» EXTRACT TO READ:

━━━━━━━━━━

Rclone sync from local to GoogleDrive hanging at 100%

Just did, and unfortunately it doesn't work: with GOTRACEBACK=crash, the exit code from the QUIT-killed process is still 2 :expressionless: and it generated no core file either :frowning: So I guess the golang's documentation I quoted is either out-of-date, not-yet-implemented, or just plain wrong :unamused: The only thing that changed is that the traceback output is way larger than without it.

In case you are curious, here's my test and its complete output: https://termbin.com/jrjk

Cheers,
-- Durval.

I have a feeling that it is impossible to exit with a return code > 128 unless the signal actually killed the process. It's been a decade since I last looked at Advanced Programming in the Unix Environment (the Bible for this kind of thing) but that is my dim recollection!

Hi @ncw,

Yep, the goode olde Stevens book (along with his "TCP/IP Illustrated") is a timeless classic.

Sure thing. In fact, that's in the documentation for the exit syscall: "The value status & 0xFF is returned to the parent process as the process's exit status". As status is a signed int, this means it can only go from -127 to +127.

That's exactly what I meant, and the Golang documentation I mentioned above explicitly stated it would do with "GOTRACEBACK=crash", (re)quoting with emphasis: GOTRACEBACK=crash is like β€œsystem” but crashes in an operating system-specific manner instead of exiting. For example, on Unix systems, the crash raises SIGABRT to trigger a core dump.

So it seems Golang (or at least the runtime version used to compile the rclone binary I downloaded from rclone.org) doesn't follow its own documentation :frowning:

Cheers,
-- Durval.

I tried this on a very simple go program

package main

func main() {
	var p *int
	*p = 0			// crash crash crash
}

Which I compiled with

go build nilpointer.go 

Running it

$ ./nilpointer ; echo $?
panic: runtime error: invalid memory address or nil pointer dereference
[signal SIGSEGV: segmentation violation code=0x1 addr=0x0 pc=0x45da42]

goroutine 1 [running]:
main.main()
	/home/ncw/Go/nilpointer.go:5 +0x2
2

and

$ GOTRACEBACK=crash ./nilpointer ; echo $?

━━━━━━━━━━

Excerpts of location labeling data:
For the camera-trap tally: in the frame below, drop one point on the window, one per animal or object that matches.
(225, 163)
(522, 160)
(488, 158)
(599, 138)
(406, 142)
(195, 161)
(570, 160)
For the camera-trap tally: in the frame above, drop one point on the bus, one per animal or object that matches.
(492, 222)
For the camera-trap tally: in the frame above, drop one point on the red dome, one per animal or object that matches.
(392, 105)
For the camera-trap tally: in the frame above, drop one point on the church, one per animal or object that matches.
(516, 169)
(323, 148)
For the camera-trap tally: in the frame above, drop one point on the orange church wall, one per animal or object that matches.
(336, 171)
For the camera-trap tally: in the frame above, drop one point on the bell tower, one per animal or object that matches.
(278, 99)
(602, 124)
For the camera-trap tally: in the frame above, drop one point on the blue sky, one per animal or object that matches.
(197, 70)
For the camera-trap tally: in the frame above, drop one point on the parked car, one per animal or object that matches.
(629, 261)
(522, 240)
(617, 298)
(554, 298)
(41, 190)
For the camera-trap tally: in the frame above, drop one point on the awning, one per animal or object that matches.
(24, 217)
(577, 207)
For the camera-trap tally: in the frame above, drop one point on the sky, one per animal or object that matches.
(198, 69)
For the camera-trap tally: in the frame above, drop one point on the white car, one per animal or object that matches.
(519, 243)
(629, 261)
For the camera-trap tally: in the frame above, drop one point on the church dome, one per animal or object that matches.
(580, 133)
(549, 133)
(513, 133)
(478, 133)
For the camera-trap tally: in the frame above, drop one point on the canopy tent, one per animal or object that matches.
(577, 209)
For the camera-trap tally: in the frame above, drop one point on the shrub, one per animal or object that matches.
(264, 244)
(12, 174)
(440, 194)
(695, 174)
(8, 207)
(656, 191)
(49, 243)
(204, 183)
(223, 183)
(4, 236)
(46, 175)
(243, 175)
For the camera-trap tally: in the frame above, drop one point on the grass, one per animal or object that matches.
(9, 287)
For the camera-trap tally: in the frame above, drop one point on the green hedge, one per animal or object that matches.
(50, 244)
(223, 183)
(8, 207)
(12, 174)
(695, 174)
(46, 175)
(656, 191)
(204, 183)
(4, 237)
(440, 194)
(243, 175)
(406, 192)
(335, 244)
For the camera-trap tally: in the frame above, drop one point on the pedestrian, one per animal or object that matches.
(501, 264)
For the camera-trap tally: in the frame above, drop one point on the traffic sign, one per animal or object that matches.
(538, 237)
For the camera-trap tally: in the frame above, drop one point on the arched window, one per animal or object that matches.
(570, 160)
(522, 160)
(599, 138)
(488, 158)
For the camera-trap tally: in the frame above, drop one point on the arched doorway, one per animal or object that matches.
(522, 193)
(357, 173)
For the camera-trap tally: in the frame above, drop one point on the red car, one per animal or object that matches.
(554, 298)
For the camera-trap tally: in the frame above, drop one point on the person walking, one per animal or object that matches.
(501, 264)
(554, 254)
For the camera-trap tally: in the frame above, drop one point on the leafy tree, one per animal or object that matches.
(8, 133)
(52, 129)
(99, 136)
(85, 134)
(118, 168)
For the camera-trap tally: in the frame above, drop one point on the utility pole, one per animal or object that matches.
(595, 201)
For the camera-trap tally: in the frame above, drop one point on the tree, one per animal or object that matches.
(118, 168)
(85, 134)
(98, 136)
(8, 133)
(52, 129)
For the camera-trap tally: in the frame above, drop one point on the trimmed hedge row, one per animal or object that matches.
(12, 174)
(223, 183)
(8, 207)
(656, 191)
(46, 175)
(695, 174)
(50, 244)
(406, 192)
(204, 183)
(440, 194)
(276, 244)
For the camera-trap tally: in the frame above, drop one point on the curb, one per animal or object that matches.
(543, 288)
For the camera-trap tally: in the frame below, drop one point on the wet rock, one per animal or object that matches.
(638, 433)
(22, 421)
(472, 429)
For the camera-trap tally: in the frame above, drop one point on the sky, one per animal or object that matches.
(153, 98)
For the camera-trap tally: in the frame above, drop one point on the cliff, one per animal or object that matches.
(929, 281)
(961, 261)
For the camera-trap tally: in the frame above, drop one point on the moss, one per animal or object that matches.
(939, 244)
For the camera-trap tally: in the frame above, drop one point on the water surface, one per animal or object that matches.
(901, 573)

━━━━━━━━━━

» DIRECTIONS: Write down every shell command line that the forum thread shows as being run, one per line.

» ANSWER BELOW:
go build nilpointer.go
./nilpointer ; echo $?
GOTRACEBACK=crash ./nilpointer ; echo $?